# What you will do
Format the rows, from the start through the line containing "47 494 L 37", as a two-column CSV with the header instruction,response. Give one CSV line per row, with its text and its answer each in a single quoted field and line breaks replaced by spaces.

# Supplied data
_ _ _ _
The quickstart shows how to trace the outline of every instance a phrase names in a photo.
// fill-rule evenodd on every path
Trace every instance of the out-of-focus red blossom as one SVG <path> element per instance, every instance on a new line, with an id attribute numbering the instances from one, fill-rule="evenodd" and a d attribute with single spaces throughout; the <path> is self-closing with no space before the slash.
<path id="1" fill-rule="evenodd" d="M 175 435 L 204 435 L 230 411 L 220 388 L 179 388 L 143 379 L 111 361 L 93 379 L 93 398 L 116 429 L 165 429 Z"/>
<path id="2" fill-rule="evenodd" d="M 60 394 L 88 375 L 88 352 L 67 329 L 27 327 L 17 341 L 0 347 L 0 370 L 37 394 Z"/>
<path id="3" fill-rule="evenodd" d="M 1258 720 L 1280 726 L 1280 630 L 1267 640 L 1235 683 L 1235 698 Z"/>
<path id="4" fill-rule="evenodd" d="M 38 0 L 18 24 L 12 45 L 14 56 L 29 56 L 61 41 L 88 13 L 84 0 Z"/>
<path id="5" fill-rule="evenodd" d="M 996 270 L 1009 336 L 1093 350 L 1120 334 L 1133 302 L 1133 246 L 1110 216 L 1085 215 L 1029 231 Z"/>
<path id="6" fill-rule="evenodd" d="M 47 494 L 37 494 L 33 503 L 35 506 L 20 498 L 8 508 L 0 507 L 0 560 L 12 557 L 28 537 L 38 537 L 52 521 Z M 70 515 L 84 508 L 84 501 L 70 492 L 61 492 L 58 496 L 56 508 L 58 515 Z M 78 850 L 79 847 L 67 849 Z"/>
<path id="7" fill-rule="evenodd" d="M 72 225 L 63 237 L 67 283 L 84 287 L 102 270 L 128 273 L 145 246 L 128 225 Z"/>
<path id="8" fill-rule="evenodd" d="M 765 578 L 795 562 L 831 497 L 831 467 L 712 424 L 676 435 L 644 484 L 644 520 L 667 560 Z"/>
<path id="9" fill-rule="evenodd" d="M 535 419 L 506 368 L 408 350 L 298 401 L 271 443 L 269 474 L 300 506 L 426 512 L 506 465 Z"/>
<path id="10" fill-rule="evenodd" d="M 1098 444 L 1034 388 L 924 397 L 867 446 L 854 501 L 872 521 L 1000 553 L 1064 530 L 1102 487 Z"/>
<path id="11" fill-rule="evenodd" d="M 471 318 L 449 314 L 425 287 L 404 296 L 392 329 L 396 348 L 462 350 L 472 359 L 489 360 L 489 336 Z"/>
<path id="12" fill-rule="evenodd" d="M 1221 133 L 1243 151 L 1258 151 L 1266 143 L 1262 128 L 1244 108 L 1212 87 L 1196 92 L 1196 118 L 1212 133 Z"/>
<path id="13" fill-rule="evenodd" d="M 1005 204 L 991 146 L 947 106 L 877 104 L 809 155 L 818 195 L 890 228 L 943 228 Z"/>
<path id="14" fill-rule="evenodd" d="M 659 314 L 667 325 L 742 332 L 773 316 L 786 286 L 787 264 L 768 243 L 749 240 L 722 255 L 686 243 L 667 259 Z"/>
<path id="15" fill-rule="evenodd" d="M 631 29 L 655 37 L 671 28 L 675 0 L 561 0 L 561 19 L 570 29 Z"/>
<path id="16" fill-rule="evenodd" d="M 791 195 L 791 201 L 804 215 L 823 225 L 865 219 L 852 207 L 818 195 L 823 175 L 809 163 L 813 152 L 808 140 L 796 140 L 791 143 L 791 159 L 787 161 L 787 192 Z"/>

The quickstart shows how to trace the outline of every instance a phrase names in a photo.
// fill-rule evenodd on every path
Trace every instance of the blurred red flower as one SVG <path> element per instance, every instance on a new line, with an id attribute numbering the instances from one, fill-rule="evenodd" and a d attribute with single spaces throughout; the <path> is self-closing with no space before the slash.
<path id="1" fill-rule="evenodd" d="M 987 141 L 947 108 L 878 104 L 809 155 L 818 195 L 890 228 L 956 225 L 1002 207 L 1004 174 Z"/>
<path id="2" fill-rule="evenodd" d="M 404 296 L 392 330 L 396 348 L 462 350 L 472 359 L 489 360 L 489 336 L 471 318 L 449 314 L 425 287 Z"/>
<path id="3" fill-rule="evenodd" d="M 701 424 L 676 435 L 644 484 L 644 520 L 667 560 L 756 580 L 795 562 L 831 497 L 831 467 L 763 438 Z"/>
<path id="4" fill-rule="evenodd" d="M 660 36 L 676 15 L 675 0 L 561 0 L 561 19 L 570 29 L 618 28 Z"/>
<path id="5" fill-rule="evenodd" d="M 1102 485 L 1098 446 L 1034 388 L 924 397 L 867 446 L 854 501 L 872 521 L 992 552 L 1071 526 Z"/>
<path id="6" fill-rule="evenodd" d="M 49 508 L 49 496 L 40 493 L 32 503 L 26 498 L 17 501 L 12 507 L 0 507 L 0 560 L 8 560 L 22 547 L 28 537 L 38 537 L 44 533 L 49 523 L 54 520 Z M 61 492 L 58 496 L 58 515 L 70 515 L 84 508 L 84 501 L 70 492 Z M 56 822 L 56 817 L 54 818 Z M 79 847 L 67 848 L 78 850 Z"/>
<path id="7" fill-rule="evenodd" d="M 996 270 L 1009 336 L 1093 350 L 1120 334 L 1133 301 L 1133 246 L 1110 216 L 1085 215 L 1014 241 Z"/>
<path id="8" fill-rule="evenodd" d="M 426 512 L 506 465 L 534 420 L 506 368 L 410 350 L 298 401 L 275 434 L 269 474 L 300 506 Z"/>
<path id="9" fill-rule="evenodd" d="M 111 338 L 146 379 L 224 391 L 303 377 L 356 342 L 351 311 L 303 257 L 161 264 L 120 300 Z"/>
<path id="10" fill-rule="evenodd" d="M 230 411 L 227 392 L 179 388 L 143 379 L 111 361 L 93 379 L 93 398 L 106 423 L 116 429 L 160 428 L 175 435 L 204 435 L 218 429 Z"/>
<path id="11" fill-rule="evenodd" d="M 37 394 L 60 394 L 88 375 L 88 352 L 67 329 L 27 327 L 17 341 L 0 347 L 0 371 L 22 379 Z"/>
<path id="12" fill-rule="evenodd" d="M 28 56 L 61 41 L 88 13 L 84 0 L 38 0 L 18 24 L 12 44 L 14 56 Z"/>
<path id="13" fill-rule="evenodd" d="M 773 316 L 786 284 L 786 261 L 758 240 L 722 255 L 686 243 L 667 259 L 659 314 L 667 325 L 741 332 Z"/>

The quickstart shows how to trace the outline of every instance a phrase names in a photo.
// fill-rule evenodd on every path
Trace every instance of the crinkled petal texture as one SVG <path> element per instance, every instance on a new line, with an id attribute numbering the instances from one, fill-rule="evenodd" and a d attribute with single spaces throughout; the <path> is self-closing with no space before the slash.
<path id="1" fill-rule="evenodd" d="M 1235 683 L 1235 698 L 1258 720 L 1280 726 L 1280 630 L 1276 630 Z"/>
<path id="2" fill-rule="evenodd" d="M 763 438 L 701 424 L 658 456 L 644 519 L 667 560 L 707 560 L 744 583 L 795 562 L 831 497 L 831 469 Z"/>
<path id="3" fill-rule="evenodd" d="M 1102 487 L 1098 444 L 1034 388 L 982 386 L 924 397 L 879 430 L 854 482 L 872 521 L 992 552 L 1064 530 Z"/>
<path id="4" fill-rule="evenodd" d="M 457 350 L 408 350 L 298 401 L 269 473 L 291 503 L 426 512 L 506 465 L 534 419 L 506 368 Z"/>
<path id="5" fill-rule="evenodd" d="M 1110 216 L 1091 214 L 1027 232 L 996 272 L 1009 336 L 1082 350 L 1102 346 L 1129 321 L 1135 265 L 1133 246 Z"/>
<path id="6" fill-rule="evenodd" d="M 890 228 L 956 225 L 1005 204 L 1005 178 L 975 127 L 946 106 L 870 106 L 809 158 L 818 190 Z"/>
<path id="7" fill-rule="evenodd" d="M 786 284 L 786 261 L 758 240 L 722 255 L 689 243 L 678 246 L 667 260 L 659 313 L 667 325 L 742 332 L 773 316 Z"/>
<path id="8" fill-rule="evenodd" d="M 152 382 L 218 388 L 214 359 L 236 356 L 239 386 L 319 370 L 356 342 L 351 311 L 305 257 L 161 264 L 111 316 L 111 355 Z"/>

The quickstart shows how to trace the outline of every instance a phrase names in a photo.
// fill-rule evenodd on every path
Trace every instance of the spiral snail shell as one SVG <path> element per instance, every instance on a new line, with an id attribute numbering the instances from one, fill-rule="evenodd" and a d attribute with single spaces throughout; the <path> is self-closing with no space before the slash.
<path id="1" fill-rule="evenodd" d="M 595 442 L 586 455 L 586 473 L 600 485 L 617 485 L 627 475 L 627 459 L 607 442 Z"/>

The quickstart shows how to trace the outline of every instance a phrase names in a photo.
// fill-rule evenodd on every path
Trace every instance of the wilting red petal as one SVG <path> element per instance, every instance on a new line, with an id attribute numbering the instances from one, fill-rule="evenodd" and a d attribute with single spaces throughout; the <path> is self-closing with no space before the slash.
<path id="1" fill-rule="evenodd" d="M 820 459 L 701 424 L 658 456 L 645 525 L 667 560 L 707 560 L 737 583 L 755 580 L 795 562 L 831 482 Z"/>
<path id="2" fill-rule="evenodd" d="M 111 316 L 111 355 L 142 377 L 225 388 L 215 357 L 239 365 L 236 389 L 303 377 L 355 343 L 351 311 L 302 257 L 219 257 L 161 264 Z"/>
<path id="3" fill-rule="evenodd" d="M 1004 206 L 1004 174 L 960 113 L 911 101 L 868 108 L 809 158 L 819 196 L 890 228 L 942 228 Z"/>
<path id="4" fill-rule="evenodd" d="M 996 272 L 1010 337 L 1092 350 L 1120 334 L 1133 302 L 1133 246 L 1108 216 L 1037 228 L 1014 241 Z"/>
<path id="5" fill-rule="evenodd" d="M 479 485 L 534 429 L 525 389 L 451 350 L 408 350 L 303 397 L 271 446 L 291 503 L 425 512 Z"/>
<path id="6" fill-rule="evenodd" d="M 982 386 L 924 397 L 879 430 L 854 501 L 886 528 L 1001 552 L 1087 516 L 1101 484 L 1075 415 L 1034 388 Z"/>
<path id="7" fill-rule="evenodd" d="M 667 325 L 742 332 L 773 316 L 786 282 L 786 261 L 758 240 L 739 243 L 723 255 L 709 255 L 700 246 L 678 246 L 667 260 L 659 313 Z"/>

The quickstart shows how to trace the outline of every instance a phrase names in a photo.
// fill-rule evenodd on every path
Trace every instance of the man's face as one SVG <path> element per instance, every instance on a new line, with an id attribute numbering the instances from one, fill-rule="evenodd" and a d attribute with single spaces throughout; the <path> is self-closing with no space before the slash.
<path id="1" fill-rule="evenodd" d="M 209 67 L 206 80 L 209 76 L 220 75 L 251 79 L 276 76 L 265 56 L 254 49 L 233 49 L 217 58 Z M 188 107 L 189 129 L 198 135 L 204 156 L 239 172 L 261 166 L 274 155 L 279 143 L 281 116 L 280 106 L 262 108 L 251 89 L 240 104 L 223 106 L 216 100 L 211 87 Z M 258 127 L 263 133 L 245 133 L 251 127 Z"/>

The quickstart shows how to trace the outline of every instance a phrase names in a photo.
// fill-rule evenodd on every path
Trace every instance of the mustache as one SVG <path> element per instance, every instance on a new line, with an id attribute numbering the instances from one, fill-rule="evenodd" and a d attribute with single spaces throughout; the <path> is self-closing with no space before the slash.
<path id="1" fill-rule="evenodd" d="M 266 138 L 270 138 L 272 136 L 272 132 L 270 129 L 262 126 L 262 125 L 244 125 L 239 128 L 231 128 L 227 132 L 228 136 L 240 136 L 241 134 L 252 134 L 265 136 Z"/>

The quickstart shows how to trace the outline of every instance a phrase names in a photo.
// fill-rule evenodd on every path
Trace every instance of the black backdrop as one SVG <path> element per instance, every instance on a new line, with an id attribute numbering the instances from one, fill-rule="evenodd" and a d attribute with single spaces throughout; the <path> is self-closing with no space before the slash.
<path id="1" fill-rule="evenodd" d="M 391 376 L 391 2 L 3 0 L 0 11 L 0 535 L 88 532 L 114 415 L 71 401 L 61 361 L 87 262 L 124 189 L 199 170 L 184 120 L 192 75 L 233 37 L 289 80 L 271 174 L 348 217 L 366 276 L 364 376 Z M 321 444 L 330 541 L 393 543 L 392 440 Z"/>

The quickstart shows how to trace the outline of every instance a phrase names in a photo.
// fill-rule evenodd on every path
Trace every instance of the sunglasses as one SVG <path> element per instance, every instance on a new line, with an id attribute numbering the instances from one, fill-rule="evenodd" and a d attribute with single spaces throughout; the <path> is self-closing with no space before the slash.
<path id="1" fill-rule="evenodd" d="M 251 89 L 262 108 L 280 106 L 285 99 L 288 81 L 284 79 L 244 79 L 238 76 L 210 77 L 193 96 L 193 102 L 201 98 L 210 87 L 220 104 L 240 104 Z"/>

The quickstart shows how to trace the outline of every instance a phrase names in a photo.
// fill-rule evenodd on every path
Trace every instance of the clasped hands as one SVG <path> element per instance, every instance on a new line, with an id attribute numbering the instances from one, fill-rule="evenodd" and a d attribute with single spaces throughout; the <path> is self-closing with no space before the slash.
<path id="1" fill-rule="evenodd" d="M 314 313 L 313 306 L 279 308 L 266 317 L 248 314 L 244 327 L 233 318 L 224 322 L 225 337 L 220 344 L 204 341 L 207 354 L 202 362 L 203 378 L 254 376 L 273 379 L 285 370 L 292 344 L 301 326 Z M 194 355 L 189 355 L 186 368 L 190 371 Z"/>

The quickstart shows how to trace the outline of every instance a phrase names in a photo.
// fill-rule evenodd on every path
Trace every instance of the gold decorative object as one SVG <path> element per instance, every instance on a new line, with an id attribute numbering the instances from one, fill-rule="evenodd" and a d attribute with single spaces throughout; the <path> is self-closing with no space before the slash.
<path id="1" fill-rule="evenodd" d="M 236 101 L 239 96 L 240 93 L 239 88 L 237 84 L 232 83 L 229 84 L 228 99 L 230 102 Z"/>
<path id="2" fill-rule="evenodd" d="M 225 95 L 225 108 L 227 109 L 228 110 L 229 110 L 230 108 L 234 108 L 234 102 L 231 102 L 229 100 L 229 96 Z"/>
_ _ _ _
# Problem solution
instruction,response
"The quickstart shows how to trace the outline of every instance a phrase names in a photo. // fill-rule evenodd on every path Trace every instance of the out-of-focus red blossom as one SVG <path> element per instance, every instance on a new line, with an id attribute numbering the instances from one, fill-rule=""evenodd"" and a d attribute with single spaces throughout; the <path> is self-closing with no space before the slash.","<path id=""1"" fill-rule=""evenodd"" d=""M 175 435 L 204 435 L 230 411 L 220 388 L 179 388 L 143 379 L 111 361 L 93 379 L 93 398 L 116 429 L 165 429 Z""/> <path id=""2"" fill-rule=""evenodd"" d=""M 60 394 L 88 375 L 88 352 L 67 329 L 27 327 L 17 341 L 0 347 L 0 370 L 37 394 Z""/> <path id=""3"" fill-rule=""evenodd"" d=""M 1258 720 L 1280 726 L 1280 630 L 1267 640 L 1235 683 L 1235 698 Z""/> <path id=""4"" fill-rule=""evenodd"" d=""M 38 0 L 18 24 L 12 45 L 14 56 L 29 56 L 61 41 L 88 13 L 84 0 Z""/> <path id=""5"" fill-rule=""evenodd"" d=""M 996 270 L 1009 336 L 1093 350 L 1120 334 L 1133 302 L 1133 246 L 1110 216 L 1085 215 L 1029 231 Z""/> <path id=""6"" fill-rule=""evenodd"" d=""M 47 494 L 37 494 L 33 503 L 35 506 L 20 498 L 8 508 L 0 507 L 0 560 L 12 557 L 28 537 L 38 537 L 52 521 Z M 70 515 L 84 508 L 84 501 L 70 492 L 61 492 L 58 496 L 56 508 L 58 515 Z M 78 850 L 79 847 L 67 849 Z""/>"